Provided text ::
Tel Aviv (Somalia Today) – Israeli Prime Minister Benjamin Netanyahu has privately acknowledged that Israel has little room to influence US President Donald Trump’s decisions on Iran, as Washington pushes for a deal to halt a nearly three-month war, Reuters reported.
Two Israeli officials with knowledge of the conversations told Reuters that Netanyahu had voiced concern over an emerging memorandum of understanding between the United States and Iran.
The proposed understanding would reopen the Strait of Hormuz in exchange for Washington lifting its naval blockade, before later negotiations on Iran’s nuclear programme.
The remarks point to rare private unease in Israel over Trump’s handling of a war that began on February 28 with joint US-Israeli strikes on Iran.
Netanyahu’s office did not immediately respond to a request for comment.
Trump in control
Trump and Netanyahu have spoken by phone at least three times in the past week as negotiations accelerated.
But Israeli officials said Israel has largely stayed outside the indirect US-Iran talks, which Pakistan has mediated.
After one of the calls, Trump was asked what he had told Netanyahu. “He’s a very good man, he’ll do whatever I want him to do,” Trump told reporters.
One Israeli official involved in Netanyahu’s private conversations said the Israeli leader believes Israel “has no manoeuvre to influence the president right now”.
The official said Netanyahu has raised concerns because the emerging deal does not immediately address Israel’s central demands on Iran’s nuclear programme and stockpile of enriched uranium.
Iranian sources have said later talks could explore “feasible formulas” to resolve the dispute over its highly enriched uranium, including diluting the material under the supervision of the UN nuclear watchdog.

Using the information ::
1 - List every country that the article on Netanyahu and the US-Iran talks names as a party to the war or to the negotiations.
2 - Continue the article on Netanyahu and the US-Iran talks from its final sentence.

[Stored entries]

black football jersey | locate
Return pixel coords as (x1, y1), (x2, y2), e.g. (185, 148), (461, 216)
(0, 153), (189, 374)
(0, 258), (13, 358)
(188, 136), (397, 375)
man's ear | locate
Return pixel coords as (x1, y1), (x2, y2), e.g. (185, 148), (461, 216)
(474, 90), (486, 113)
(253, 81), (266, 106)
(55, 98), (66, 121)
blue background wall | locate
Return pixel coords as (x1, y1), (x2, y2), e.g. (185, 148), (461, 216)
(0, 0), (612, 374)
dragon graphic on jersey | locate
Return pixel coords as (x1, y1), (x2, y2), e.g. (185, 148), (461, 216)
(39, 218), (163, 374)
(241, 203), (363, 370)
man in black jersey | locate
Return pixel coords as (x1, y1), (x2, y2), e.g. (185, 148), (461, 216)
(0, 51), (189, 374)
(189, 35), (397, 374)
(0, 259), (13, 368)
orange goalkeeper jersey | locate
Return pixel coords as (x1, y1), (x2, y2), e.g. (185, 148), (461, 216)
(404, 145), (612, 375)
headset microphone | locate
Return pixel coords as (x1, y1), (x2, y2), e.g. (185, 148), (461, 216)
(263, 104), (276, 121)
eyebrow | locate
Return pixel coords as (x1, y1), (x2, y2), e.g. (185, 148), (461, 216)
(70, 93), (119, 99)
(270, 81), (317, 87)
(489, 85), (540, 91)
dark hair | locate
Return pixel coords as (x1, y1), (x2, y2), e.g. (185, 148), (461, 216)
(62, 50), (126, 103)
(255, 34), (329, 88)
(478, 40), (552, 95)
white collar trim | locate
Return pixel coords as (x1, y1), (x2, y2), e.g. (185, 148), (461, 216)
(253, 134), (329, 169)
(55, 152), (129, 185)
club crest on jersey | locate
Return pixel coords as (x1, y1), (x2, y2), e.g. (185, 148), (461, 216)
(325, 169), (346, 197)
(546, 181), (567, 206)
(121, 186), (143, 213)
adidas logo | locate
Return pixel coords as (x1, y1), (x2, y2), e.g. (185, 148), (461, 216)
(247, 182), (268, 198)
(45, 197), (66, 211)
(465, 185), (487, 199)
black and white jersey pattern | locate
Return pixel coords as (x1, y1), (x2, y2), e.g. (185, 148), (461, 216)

Answers by item number ::
1 - United States, Israel, Iran, Pakistan

2 -
But Tehran has not agreed to remove the material from its territory, a core Israeli demand.
Wider talks
After another call with Netanyahu on Saturday, Trump briefed leaders from the Gulf, Turkey and Pakistan on the status of the Iran negotiations.
Netanyahu later said he and Trump had discussed the “memorandum of understanding to reopen the Strait of Hormuz and the upcoming negotiations toward a final agreement on Iran’s nuclear program”.
He said they agreed that any final deal must mean “dismantling Iran’s nuclear enrichment sites and removing its enriched nuclear material from its territory”.
Netanyahu also said Trump had “reaffirmed Israel’s right to defend itself against threats on every front, including Lebanon”.
That point remains one of the most sensitive obstacles in the negotiations.
Israel wants to preserve the freedom to strike Hezbollah and other Iran-backed groups even if Washington reaches an understanding with Tehran.
Iran, however, could demand a full halt to Israeli military operations in Lebanon as part of any broader settlement.
Lebanon front
Israel and Hezbollah have continued fighting despite an April 16 ceasefire, which followed a wider US-Iran truce.
Israeli troops remain deployed across parts of southern Lebanon, while the Israeli military has continued air strikes targeting Hezbollah positions.
Hezbollah has fired drones towards Israeli troops and into northern Israeli towns.
The Lebanon front has complicated Trump’s push for a deal, because Netanyahu insists Israel must keep the right to act against threats on all fronts.
That demand could collide with Iran’s insistence that any agreement should stop Israeli military action in Lebanon.
The dispute also shows how far the war’s objectives have shifted since the opening strikes.
At the start of the campaign, Netanyahu said Israel aimed to create the conditions to topple Iran’s clerical government, eliminate its nuclear and ballistic missile capabilities and cripple its ability to project power across the region.
Trump later gave the final order for the Iran operation after Netanyahu argued for the joint killing of Supreme Leader Ali Khamenei, Reuters has reported. Khamenei died in the first strikes.
Different priorities
Since then, US and Israeli objectives have diverged.
Washington has focused on reopening the Strait of Hormuz, one of the world’s most important energy routes and a corridor that carried about a fifth of global oil and liquefied natural gas shipments before the war.
Israel wants a broader settlement that removes Iran’s enriched uranium, dismantles its nuclear infrastructure, curbs its ballistic missile programme and ends Tehran’s support for regional allies.
In a CBS interview this month, Netanyahu said more work still remains.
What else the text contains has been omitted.